ACTIVITY:
Show only those lines of the entries where the string "tunnel" is found.
####################
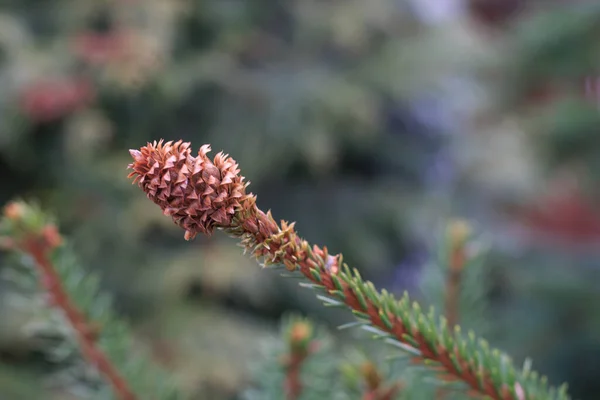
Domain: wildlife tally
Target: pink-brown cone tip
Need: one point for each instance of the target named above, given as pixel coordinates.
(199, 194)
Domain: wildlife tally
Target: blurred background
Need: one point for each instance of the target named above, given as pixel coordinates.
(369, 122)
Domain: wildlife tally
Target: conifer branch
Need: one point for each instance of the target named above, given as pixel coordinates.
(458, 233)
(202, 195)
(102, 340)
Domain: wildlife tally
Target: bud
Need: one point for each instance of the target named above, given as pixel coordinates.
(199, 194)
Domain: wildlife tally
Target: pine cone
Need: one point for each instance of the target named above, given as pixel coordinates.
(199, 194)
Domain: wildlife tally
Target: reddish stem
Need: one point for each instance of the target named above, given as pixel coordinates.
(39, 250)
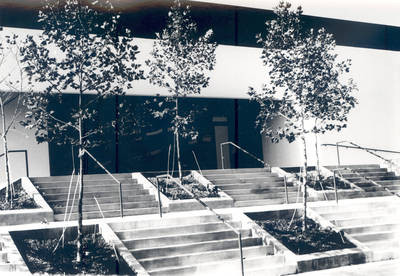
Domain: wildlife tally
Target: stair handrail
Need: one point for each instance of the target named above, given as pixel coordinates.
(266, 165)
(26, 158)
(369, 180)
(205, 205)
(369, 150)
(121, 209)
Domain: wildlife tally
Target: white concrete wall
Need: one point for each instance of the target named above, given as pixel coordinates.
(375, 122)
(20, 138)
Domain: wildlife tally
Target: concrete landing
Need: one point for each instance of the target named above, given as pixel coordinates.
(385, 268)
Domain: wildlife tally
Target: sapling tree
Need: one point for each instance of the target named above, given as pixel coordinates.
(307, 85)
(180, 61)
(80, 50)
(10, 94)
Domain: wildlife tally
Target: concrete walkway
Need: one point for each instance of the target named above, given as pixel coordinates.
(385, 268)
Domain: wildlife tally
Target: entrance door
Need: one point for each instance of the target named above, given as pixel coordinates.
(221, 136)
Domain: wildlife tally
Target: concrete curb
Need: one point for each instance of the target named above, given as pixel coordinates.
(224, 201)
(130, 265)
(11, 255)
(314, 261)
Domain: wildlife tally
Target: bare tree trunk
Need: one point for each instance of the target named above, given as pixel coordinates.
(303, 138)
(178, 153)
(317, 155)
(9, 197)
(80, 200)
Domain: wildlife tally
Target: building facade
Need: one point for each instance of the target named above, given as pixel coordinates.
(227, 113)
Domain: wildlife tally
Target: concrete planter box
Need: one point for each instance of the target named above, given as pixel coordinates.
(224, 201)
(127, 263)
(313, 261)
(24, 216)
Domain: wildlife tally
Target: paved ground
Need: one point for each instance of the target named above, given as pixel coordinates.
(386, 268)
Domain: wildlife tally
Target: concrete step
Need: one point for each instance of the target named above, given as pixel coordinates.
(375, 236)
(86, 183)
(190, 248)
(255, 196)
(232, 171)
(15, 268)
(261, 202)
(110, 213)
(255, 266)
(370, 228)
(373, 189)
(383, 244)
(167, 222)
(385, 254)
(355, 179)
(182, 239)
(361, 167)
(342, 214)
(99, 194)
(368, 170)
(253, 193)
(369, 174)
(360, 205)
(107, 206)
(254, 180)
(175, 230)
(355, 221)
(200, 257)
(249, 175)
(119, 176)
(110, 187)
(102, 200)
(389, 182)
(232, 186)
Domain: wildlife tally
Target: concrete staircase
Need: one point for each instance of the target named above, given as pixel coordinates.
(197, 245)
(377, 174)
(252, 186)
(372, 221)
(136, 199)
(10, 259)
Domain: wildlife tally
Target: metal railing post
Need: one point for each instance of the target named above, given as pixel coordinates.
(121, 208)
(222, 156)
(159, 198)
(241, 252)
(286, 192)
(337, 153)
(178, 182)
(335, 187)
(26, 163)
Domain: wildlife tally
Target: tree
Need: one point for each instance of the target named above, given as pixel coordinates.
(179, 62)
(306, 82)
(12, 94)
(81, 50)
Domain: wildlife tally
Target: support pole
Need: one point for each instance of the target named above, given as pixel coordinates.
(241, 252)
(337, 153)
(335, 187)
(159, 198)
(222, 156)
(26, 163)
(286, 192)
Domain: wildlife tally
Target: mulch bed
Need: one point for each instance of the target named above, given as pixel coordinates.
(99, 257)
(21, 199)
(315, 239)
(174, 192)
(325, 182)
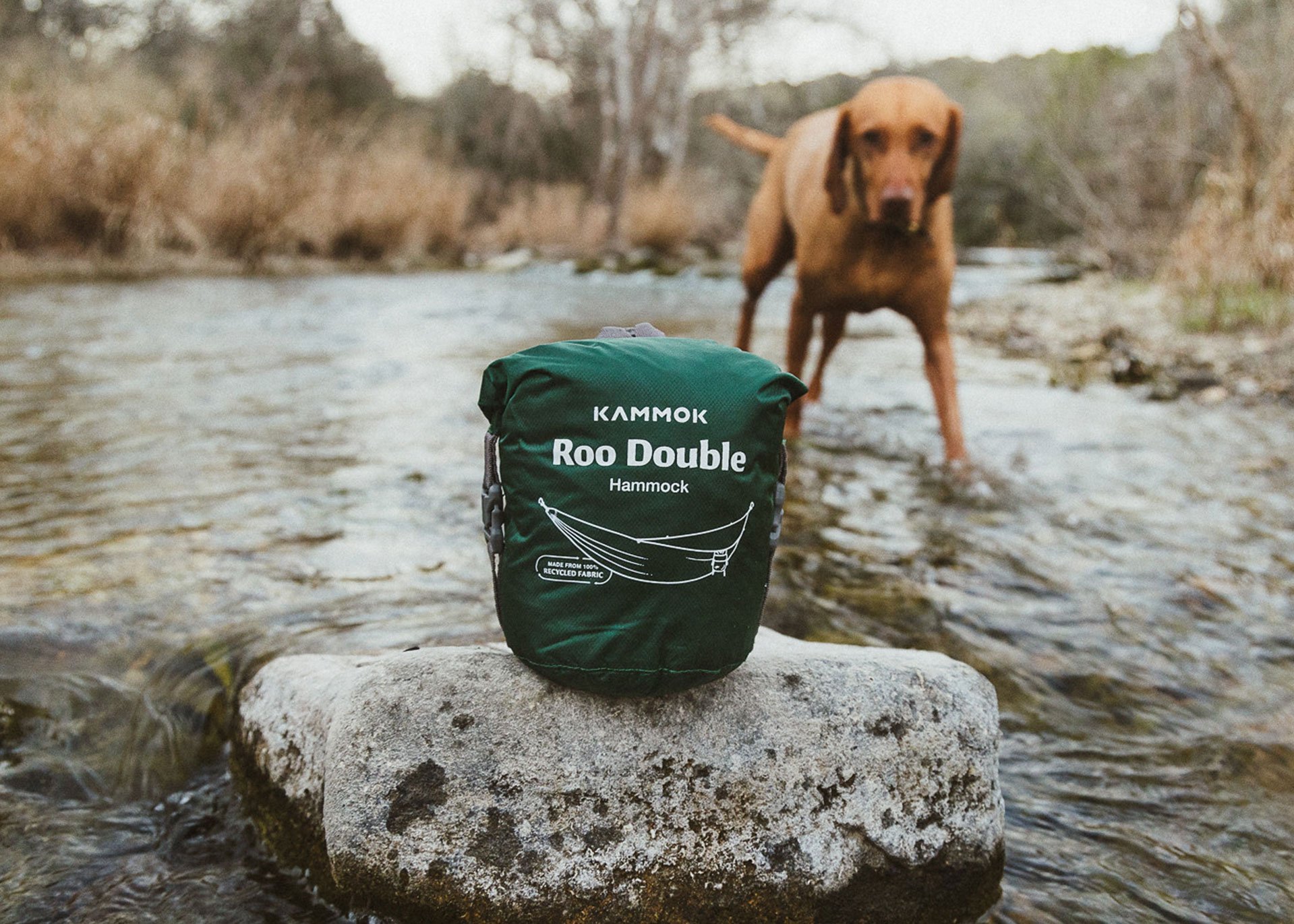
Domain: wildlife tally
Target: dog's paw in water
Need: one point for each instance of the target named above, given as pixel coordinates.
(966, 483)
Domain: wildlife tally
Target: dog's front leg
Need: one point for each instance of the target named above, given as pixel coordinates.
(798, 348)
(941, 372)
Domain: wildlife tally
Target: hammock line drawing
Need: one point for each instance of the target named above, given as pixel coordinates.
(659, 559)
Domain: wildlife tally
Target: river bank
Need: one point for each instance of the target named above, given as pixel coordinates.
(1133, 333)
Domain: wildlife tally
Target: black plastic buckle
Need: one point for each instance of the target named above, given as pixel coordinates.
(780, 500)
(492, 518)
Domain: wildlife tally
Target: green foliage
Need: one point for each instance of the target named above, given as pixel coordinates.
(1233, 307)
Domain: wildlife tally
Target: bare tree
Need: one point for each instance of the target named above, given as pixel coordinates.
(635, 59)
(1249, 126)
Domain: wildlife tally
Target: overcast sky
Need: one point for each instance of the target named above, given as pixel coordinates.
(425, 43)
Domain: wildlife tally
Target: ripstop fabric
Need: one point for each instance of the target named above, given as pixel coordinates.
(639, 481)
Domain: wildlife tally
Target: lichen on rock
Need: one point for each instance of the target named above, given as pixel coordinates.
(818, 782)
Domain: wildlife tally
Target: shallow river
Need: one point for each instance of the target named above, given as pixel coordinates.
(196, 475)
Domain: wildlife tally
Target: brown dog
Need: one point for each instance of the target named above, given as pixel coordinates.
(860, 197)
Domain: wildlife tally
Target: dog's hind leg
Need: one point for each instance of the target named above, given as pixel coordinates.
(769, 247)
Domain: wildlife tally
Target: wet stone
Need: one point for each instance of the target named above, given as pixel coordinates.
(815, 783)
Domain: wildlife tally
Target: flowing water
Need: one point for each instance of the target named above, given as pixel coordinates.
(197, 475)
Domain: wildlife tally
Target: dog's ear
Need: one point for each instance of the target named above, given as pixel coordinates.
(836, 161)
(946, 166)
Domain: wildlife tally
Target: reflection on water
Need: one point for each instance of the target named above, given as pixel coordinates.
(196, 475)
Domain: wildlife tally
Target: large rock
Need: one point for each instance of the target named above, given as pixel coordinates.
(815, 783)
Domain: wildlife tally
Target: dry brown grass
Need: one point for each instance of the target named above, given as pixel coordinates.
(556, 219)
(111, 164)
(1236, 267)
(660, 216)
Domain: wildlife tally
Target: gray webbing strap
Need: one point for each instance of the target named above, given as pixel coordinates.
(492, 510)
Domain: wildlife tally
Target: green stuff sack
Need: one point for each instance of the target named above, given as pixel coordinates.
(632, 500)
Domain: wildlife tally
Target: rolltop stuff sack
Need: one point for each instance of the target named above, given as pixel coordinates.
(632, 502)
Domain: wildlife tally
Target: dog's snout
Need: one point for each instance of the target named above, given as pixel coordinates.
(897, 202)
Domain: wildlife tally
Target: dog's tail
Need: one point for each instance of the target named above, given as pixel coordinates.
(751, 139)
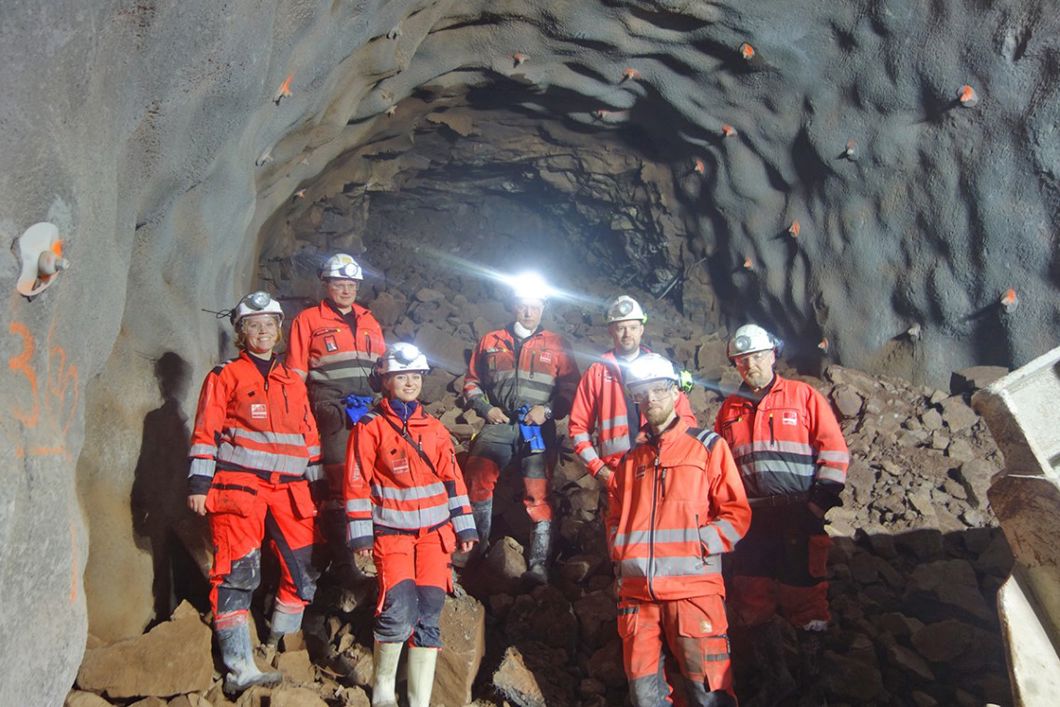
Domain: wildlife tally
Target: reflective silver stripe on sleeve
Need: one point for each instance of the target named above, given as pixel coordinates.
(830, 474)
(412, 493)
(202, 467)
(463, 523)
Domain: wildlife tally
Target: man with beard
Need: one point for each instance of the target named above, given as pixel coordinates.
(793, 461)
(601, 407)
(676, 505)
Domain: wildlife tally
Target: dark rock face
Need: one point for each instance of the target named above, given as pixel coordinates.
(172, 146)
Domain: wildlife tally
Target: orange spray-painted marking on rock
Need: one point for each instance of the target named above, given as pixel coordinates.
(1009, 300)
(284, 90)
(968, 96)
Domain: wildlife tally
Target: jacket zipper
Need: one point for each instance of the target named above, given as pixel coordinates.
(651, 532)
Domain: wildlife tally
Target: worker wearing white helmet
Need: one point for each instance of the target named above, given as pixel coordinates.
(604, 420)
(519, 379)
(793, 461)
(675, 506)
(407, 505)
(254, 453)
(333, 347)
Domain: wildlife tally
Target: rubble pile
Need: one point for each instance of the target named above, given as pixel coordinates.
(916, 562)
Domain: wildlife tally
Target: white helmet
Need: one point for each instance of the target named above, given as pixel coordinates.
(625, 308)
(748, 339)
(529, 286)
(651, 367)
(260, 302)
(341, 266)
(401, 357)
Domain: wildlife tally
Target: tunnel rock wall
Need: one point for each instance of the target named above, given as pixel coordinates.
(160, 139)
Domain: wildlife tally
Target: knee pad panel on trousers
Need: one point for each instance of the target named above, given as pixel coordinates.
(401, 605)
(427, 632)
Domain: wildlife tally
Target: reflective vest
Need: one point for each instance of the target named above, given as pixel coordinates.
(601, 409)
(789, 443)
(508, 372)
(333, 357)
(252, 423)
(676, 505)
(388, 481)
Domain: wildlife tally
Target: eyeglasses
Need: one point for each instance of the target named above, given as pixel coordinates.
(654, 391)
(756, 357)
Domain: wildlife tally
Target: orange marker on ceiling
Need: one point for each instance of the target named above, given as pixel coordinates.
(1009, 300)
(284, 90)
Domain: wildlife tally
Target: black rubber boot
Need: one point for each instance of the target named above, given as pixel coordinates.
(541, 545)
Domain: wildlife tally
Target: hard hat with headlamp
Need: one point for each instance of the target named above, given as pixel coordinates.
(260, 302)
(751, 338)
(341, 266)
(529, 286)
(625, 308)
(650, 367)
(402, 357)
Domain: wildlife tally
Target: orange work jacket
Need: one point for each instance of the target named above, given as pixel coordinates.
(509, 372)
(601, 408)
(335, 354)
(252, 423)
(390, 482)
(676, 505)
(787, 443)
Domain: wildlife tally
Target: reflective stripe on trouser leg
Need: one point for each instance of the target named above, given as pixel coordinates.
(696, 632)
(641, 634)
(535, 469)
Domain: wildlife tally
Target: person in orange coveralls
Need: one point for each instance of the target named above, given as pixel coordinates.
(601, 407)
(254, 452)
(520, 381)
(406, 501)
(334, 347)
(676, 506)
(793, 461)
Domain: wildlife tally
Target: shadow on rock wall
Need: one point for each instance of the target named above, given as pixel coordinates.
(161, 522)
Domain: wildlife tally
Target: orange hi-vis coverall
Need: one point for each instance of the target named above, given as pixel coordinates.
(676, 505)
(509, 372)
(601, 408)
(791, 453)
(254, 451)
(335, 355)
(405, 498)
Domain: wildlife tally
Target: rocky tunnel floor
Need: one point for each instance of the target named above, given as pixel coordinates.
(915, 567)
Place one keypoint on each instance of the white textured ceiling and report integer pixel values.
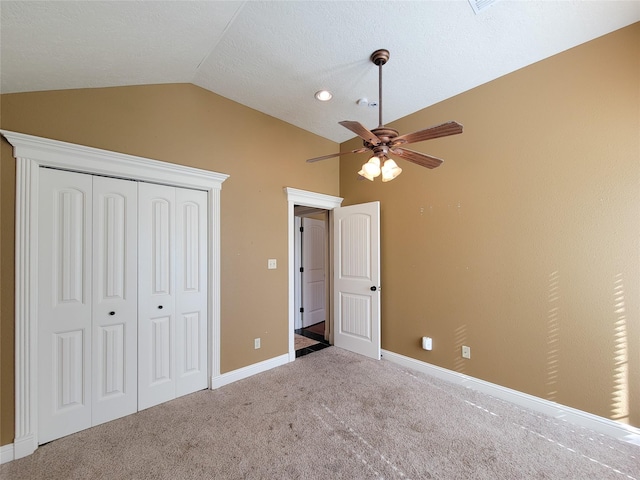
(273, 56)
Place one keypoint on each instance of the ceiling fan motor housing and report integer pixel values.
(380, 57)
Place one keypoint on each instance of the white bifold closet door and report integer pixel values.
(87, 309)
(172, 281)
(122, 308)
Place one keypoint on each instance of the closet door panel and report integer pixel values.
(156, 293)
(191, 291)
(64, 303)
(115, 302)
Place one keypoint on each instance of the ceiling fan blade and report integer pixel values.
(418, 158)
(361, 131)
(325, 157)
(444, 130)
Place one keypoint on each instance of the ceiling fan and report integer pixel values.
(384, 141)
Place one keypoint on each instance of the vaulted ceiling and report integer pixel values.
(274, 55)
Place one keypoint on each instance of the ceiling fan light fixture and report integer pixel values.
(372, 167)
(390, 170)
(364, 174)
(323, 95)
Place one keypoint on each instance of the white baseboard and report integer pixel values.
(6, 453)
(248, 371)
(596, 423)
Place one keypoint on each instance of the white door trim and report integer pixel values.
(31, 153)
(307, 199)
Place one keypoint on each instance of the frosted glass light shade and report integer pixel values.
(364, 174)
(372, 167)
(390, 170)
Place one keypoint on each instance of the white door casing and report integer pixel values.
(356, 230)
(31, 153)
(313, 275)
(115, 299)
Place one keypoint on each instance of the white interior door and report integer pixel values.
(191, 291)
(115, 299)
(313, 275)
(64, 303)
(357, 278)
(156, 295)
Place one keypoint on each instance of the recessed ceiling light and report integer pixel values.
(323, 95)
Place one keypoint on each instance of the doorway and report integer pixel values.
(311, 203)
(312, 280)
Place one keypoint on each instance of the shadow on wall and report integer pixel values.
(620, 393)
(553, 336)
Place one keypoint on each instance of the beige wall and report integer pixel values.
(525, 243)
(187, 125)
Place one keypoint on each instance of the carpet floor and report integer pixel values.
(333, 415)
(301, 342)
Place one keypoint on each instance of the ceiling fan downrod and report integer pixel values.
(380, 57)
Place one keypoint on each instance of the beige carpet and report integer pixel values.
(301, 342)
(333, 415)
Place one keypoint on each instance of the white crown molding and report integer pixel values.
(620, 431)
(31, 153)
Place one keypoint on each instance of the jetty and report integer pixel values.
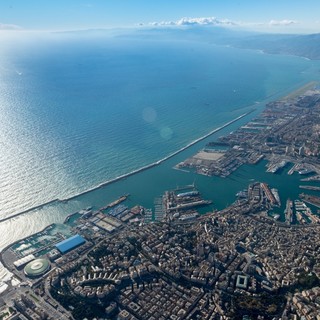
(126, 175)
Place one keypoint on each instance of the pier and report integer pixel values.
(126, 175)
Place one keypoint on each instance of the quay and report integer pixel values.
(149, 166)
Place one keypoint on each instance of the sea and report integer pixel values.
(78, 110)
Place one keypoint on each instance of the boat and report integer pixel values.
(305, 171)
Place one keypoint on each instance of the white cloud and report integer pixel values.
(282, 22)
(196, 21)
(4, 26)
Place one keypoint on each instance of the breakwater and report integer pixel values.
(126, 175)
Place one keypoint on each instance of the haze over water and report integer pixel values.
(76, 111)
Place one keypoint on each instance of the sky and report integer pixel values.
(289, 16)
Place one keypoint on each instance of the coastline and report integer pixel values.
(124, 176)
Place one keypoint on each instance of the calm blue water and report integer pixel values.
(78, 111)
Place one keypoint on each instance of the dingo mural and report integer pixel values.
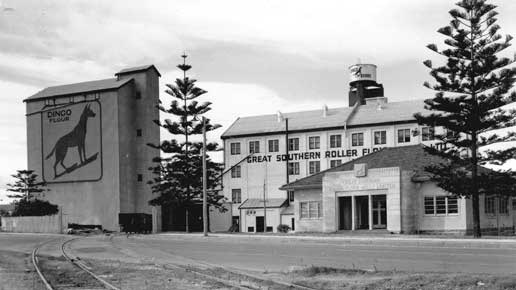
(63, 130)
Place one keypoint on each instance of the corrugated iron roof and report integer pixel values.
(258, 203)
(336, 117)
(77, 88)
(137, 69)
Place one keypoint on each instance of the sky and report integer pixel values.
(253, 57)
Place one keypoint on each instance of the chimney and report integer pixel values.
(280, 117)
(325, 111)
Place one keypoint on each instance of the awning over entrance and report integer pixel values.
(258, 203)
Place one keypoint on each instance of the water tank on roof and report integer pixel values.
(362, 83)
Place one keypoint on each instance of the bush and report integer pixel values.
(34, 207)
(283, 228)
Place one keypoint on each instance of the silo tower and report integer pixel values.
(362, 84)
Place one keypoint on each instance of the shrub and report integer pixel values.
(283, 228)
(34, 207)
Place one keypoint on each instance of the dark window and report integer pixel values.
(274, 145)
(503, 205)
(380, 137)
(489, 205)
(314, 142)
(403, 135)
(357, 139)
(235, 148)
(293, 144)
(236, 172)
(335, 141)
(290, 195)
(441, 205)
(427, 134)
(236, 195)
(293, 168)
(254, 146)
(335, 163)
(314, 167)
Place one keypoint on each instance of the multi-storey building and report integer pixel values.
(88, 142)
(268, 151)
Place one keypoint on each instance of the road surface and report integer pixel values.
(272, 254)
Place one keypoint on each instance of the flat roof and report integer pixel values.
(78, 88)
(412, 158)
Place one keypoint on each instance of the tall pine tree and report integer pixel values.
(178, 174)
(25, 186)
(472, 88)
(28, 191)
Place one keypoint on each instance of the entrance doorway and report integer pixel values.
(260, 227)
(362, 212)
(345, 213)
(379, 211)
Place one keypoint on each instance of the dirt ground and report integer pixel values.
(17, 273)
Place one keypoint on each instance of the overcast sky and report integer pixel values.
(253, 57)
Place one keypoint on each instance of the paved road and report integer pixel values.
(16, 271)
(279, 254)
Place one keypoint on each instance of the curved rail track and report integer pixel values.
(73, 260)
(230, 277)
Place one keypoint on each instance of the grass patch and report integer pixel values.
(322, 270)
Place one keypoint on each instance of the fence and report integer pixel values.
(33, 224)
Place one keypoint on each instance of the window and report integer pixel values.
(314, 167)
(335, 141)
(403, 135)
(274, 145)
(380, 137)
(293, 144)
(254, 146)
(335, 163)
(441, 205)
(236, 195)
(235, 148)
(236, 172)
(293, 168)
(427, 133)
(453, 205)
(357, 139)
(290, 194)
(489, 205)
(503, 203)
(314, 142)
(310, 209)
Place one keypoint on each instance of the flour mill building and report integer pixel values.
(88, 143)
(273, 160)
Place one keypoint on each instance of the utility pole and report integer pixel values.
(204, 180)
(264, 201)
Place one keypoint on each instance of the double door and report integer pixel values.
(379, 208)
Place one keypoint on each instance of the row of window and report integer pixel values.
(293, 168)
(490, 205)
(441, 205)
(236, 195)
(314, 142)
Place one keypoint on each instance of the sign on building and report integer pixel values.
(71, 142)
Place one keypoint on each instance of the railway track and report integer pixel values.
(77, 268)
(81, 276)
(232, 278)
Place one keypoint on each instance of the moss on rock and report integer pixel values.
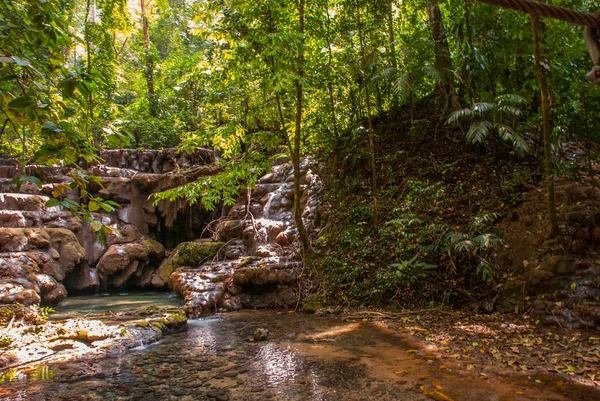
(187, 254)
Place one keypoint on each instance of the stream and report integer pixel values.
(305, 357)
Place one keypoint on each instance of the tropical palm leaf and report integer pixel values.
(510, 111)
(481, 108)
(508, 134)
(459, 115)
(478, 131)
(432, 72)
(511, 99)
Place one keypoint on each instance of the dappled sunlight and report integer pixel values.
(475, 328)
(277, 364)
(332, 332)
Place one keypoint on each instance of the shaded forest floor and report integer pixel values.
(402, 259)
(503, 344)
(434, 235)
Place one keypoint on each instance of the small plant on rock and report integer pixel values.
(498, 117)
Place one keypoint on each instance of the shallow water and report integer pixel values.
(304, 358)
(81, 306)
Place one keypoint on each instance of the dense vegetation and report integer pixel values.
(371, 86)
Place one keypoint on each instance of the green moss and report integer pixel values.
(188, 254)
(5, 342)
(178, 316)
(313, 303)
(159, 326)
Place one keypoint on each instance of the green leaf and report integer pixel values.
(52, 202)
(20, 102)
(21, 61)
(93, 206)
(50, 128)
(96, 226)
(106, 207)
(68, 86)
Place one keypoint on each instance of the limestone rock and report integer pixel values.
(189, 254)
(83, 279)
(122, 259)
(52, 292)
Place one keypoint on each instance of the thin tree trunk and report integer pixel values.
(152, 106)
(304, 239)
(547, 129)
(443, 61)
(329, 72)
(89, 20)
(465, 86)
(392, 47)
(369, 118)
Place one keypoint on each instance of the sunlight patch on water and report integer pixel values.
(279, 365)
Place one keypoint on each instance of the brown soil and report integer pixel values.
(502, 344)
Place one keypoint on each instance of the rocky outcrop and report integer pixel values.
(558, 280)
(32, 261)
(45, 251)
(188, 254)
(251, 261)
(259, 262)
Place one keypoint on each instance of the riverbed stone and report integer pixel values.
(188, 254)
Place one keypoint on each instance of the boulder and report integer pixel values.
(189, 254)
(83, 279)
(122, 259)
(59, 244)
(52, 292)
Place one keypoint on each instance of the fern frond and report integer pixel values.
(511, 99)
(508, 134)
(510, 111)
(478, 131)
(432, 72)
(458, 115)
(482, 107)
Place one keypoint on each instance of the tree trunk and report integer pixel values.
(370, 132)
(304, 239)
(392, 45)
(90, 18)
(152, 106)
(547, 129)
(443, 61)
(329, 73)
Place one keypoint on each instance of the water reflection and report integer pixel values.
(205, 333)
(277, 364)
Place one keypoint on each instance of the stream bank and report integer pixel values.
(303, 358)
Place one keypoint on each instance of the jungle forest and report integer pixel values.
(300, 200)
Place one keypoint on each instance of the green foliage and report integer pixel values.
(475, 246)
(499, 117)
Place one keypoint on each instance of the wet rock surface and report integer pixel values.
####################
SOLUTION TO THE EXERCISE:
Target: tunnel rock wall
Target: rocky tunnel floor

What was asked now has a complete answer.